Description of the task |
Your task is to transcribe each record exactly and to omit every image.

[Referring expression data]
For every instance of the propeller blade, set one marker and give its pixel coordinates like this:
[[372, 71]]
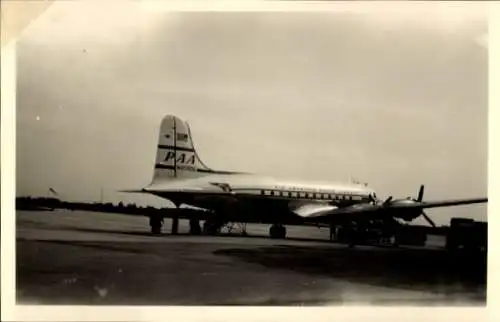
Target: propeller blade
[[420, 193], [429, 220]]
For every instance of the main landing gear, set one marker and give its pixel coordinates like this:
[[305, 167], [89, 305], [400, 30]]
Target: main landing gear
[[156, 223], [277, 231]]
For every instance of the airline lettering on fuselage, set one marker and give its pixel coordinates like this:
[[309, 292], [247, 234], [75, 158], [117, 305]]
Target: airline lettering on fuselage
[[182, 158]]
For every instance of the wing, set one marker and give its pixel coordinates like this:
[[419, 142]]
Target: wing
[[368, 209]]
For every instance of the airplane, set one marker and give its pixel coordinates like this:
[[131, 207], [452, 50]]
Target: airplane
[[230, 196]]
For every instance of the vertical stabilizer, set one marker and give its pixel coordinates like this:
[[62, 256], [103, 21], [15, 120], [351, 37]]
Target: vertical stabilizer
[[176, 156]]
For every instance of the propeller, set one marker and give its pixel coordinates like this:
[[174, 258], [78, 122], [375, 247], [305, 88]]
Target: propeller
[[420, 197]]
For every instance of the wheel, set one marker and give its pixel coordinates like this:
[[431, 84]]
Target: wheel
[[277, 231], [156, 229], [282, 232], [194, 227], [210, 228], [155, 223]]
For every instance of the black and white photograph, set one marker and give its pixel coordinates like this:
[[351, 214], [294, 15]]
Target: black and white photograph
[[334, 157]]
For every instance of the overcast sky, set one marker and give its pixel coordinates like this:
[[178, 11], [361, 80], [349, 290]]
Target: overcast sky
[[395, 100]]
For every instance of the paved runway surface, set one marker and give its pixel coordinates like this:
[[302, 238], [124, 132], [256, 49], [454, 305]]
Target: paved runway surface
[[66, 257]]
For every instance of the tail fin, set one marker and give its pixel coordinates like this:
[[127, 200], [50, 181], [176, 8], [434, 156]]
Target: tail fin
[[176, 156]]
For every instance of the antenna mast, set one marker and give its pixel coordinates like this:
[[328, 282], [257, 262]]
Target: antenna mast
[[175, 150]]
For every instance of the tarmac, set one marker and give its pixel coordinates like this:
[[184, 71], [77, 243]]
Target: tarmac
[[87, 258]]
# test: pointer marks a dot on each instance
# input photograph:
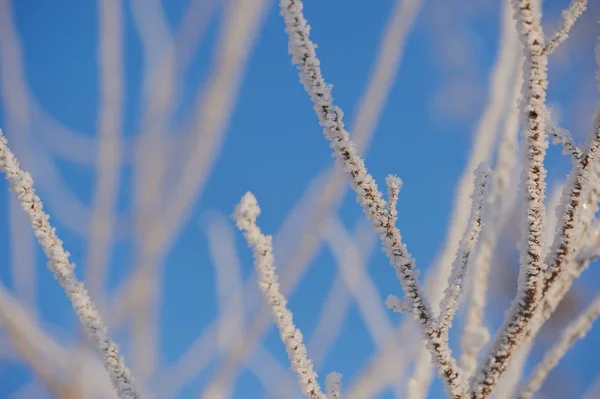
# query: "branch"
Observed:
(563, 137)
(573, 332)
(368, 194)
(245, 216)
(449, 304)
(333, 384)
(22, 183)
(509, 337)
(569, 17)
(501, 200)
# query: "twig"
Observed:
(333, 384)
(529, 293)
(573, 332)
(368, 194)
(449, 304)
(22, 183)
(569, 17)
(245, 216)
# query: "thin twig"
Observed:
(368, 194)
(245, 216)
(22, 183)
(573, 332)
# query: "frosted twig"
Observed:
(368, 194)
(501, 200)
(573, 332)
(394, 184)
(109, 145)
(488, 129)
(567, 240)
(561, 136)
(569, 17)
(332, 190)
(339, 299)
(22, 183)
(245, 216)
(449, 303)
(508, 338)
(348, 259)
(333, 385)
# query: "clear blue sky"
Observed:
(275, 148)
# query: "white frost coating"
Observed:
(573, 332)
(561, 136)
(509, 337)
(22, 183)
(396, 304)
(500, 201)
(394, 184)
(333, 385)
(245, 215)
(569, 17)
(368, 194)
(575, 219)
(449, 303)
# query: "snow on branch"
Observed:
(567, 241)
(508, 338)
(569, 17)
(449, 303)
(561, 136)
(368, 193)
(333, 385)
(573, 332)
(22, 183)
(245, 215)
(500, 201)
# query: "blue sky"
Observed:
(275, 148)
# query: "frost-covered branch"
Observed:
(562, 136)
(22, 183)
(567, 241)
(574, 331)
(501, 200)
(368, 194)
(508, 339)
(449, 303)
(245, 216)
(333, 385)
(569, 17)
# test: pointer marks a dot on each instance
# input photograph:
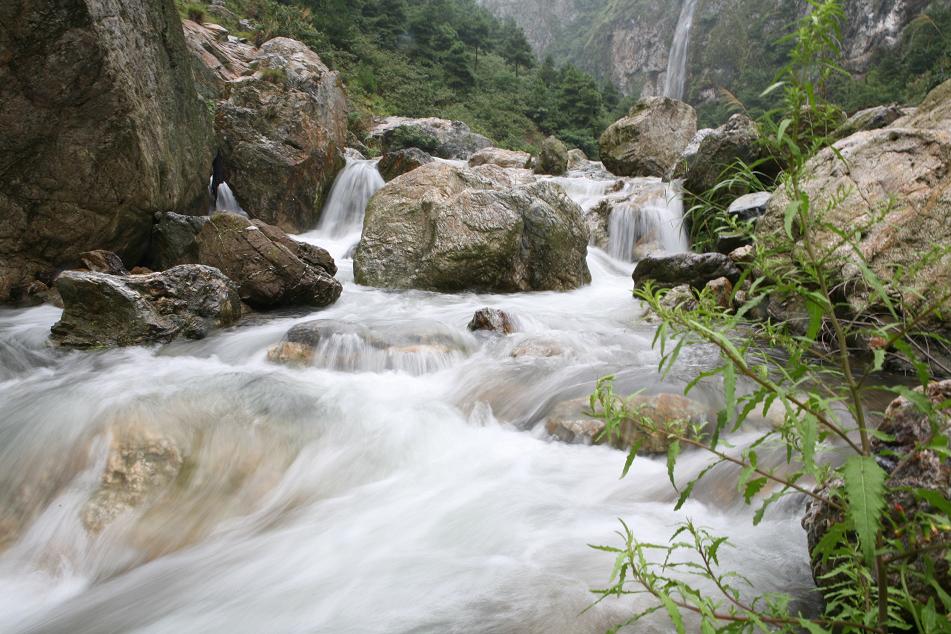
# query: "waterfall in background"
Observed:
(654, 228)
(355, 185)
(677, 62)
(225, 201)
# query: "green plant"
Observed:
(195, 12)
(882, 557)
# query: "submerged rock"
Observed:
(573, 422)
(492, 320)
(500, 157)
(692, 269)
(650, 140)
(100, 128)
(452, 229)
(904, 428)
(270, 268)
(399, 162)
(110, 310)
(345, 346)
(553, 158)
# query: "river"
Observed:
(417, 493)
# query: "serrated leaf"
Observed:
(674, 612)
(865, 494)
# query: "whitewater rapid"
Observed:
(321, 500)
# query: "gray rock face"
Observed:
(650, 140)
(100, 126)
(270, 268)
(692, 269)
(452, 229)
(439, 137)
(104, 310)
(898, 176)
(492, 320)
(399, 162)
(281, 123)
(906, 467)
(712, 151)
(553, 158)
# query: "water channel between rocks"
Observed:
(416, 492)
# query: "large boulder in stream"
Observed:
(657, 417)
(451, 229)
(650, 139)
(281, 123)
(692, 269)
(270, 268)
(893, 187)
(712, 151)
(100, 126)
(103, 310)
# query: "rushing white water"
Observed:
(225, 201)
(348, 199)
(676, 80)
(361, 493)
(651, 227)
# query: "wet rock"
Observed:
(500, 157)
(749, 207)
(108, 310)
(399, 162)
(658, 416)
(492, 320)
(722, 291)
(100, 128)
(577, 159)
(537, 348)
(553, 158)
(440, 137)
(710, 152)
(281, 118)
(103, 262)
(141, 464)
(692, 269)
(896, 181)
(345, 346)
(907, 468)
(650, 140)
(452, 229)
(270, 268)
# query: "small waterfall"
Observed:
(225, 201)
(355, 185)
(657, 227)
(676, 81)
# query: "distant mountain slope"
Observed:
(733, 42)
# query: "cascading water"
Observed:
(401, 482)
(676, 80)
(355, 185)
(652, 227)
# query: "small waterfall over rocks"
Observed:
(676, 82)
(638, 228)
(355, 185)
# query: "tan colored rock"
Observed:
(650, 140)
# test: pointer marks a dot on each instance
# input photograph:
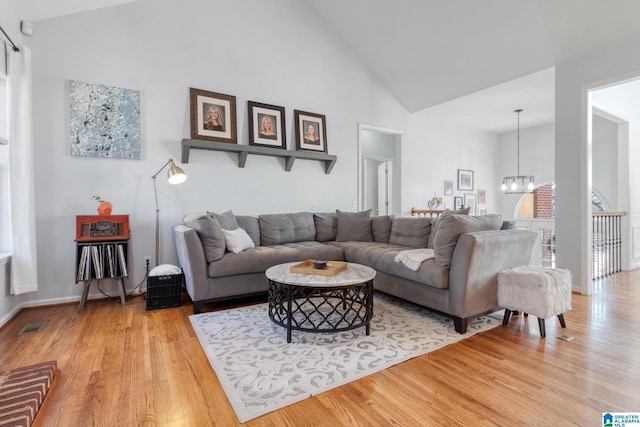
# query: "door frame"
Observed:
(397, 166)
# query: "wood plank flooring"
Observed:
(124, 366)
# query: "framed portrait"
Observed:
(266, 125)
(213, 116)
(470, 202)
(457, 203)
(448, 188)
(465, 180)
(311, 131)
(482, 197)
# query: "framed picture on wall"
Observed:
(266, 125)
(465, 180)
(457, 203)
(213, 116)
(448, 188)
(470, 202)
(311, 131)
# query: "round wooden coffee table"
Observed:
(314, 303)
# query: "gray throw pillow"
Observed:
(211, 235)
(435, 221)
(279, 229)
(251, 226)
(226, 219)
(381, 228)
(326, 226)
(410, 232)
(354, 226)
(450, 228)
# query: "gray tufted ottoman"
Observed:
(542, 292)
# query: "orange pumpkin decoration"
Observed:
(104, 208)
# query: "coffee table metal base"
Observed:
(321, 309)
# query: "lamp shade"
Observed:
(176, 175)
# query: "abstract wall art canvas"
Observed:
(105, 121)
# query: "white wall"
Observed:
(435, 155)
(573, 162)
(536, 158)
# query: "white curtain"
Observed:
(24, 263)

Your response |
For every instance of the propeller blade, set one marker and give its pixel coordinates like this:
[[372, 71]]
Target: propeller blade
[[420, 193], [429, 220]]
For every instance of the main landing gear, set one marker and give its pixel coordinates like this:
[[305, 167], [89, 305], [400, 30]]
Target: main landing gear
[[156, 223], [277, 231]]
For every instance of the airline lettering on fuselage, set one marker and give its pixel coordinates like this:
[[309, 292], [247, 234], [75, 158], [117, 305]]
Target: airline lettering on fuselage
[[182, 158]]
For every instance of the wing, set one marker and give its pixel coordinates like this:
[[419, 142]]
Target: wing
[[368, 209]]
For every instance of the airplane, set one marker and give its pixel coordinates like this:
[[131, 207], [452, 50]]
Target: airplane
[[230, 196]]
For every instance of the vertical stabilizer, set one marker and give its pixel coordinates like this:
[[62, 256], [103, 21], [15, 120], [351, 37]]
Target: vertical stabilizer
[[176, 156]]
For every instance of the propeller, set one marker and give its pixel coordinates like this:
[[174, 258], [78, 122], [375, 247], [305, 88]]
Target: propeller
[[420, 197]]
For every instance of the wheel, set one marker and give its pixel coordinates like this:
[[431, 84]]
Target: wheel
[[277, 231], [156, 229], [282, 232], [194, 227], [210, 228], [155, 223]]
For every instance of the black and white photograph, set one marker and give its pixel coordinates like this:
[[351, 214], [294, 15]]
Target: black and white photograph
[[334, 157]]
For every instance of the overcast sky, set one marker and give its pixel coordinates like this:
[[178, 11], [361, 80], [349, 290]]
Target: overcast sky
[[395, 100]]
For every instance of the paved runway surface, set one marker and give its pixel coordinates like this:
[[302, 238], [124, 132], [256, 49], [454, 305]]
Target: paved runway surface
[[66, 257]]
For every instance of the tail fin, set one marker and give its pixel coordinates like this:
[[127, 200], [50, 181], [176, 8], [434, 156]]
Target: tail fin
[[176, 156]]
For every instance of the antenna mast, set one marker and give its pixel coordinates like this:
[[328, 282], [257, 262]]
Target: antenna mast
[[175, 150]]
For every instance of the tarmac, set one marker and give its pixel coordinates like this:
[[184, 71], [77, 243]]
Target: tarmac
[[87, 258]]
# test: pointer marks a dot on each instance
# input photograph:
# query: "branch"
Observed:
(563, 137)
(573, 332)
(368, 194)
(245, 216)
(449, 304)
(333, 384)
(22, 183)
(509, 337)
(569, 17)
(501, 200)
# query: "twig"
Observed:
(333, 384)
(529, 293)
(573, 332)
(368, 194)
(449, 304)
(22, 183)
(569, 17)
(245, 216)
# query: "thin twig"
Observed:
(368, 194)
(245, 216)
(22, 183)
(573, 332)
# query: "frosted twig"
Observed:
(368, 194)
(501, 200)
(573, 332)
(394, 184)
(109, 145)
(488, 129)
(567, 240)
(561, 136)
(569, 17)
(332, 190)
(339, 299)
(22, 183)
(245, 216)
(449, 303)
(508, 338)
(348, 259)
(333, 385)
# query: "clear blue sky"
Observed:
(275, 148)
# query: "white frost coating"
Observed:
(573, 332)
(561, 136)
(509, 337)
(22, 183)
(396, 304)
(500, 201)
(394, 184)
(333, 385)
(245, 215)
(569, 17)
(368, 194)
(575, 219)
(449, 303)
# query: "snow on branch"
Observed:
(567, 241)
(508, 338)
(569, 17)
(449, 303)
(561, 136)
(368, 193)
(333, 385)
(573, 332)
(22, 183)
(245, 215)
(500, 201)
# query: "blue sky"
Observed:
(275, 148)
# query: "frost-covered branch"
Observed:
(562, 136)
(22, 183)
(567, 241)
(574, 331)
(501, 200)
(368, 194)
(508, 339)
(449, 303)
(245, 216)
(333, 385)
(569, 17)
# test: pointer marks a dot on each instance
# input photograph:
# query: "waterfall in background"
Observed:
(654, 228)
(355, 185)
(677, 62)
(225, 201)
# query: "green plant"
Observed:
(195, 12)
(882, 557)
# query: "submerged rock"
Observed:
(573, 422)
(492, 320)
(500, 157)
(692, 269)
(650, 140)
(100, 128)
(452, 229)
(904, 428)
(270, 268)
(399, 162)
(110, 310)
(345, 346)
(553, 158)
# query: "river"
Observed:
(417, 493)
# query: "serrated leaf"
Observed:
(674, 612)
(865, 494)
# query: "whitewater rapid"
Observed:
(321, 500)
# query: "gray rock face"
Observed:
(650, 140)
(100, 126)
(270, 268)
(692, 269)
(452, 229)
(439, 137)
(104, 310)
(898, 176)
(492, 320)
(399, 162)
(281, 123)
(906, 467)
(712, 151)
(553, 158)
# query: "water channel between rocks"
Observed:
(416, 492)
# query: "large boulder in stream"
Observed:
(657, 417)
(451, 229)
(650, 139)
(281, 123)
(692, 269)
(270, 268)
(893, 187)
(712, 151)
(100, 126)
(103, 310)
# query: "rushing white water"
Observed:
(225, 201)
(348, 199)
(676, 80)
(361, 493)
(651, 227)
# query: "wet rock"
Observed:
(500, 157)
(749, 207)
(108, 310)
(399, 162)
(658, 416)
(492, 320)
(722, 291)
(100, 128)
(577, 159)
(537, 348)
(553, 158)
(440, 137)
(710, 152)
(281, 118)
(103, 262)
(141, 464)
(692, 269)
(896, 181)
(345, 346)
(907, 468)
(650, 140)
(452, 229)
(270, 268)
# query: "small waterfall"
Observed:
(225, 201)
(355, 185)
(657, 227)
(676, 81)
# query: "distant mountain slope"
Observed:
(733, 42)
# query: "cascading water"
Observed:
(401, 482)
(676, 80)
(355, 185)
(652, 227)
# query: "small waterfall over rocks"
Observed:
(676, 82)
(638, 228)
(355, 185)
# query: "tan colored rock"
Observed:
(650, 140)
# test: pointer marks a dot on each instance
# input photograph:
# query: "door frame"
Observed:
(397, 166)
# query: "wood plank flooring"
Observed:
(124, 366)
# query: "framed portrait"
Observed:
(266, 125)
(213, 116)
(470, 202)
(457, 203)
(448, 188)
(465, 180)
(311, 131)
(482, 197)
# query: "framed picture on wall"
Observed:
(266, 125)
(465, 180)
(457, 203)
(213, 116)
(448, 188)
(470, 202)
(311, 131)
# query: "round wooden coffee table"
Observed:
(314, 303)
# query: "gray throw pillow"
Observed:
(211, 235)
(435, 221)
(279, 229)
(251, 226)
(226, 219)
(381, 228)
(326, 226)
(410, 232)
(354, 226)
(450, 228)
# query: "gray tufted ottoman"
Observed:
(542, 292)
# query: "orange pumpkin decoration"
Observed:
(104, 208)
# query: "coffee table metal base"
Observed:
(321, 309)
# query: "lamp shade"
Observed:
(176, 175)
# query: "abstract wall art canvas"
Observed:
(105, 121)
# query: "white wall"
Observed:
(435, 155)
(573, 162)
(536, 158)
# query: "white curtain"
Observed:
(24, 263)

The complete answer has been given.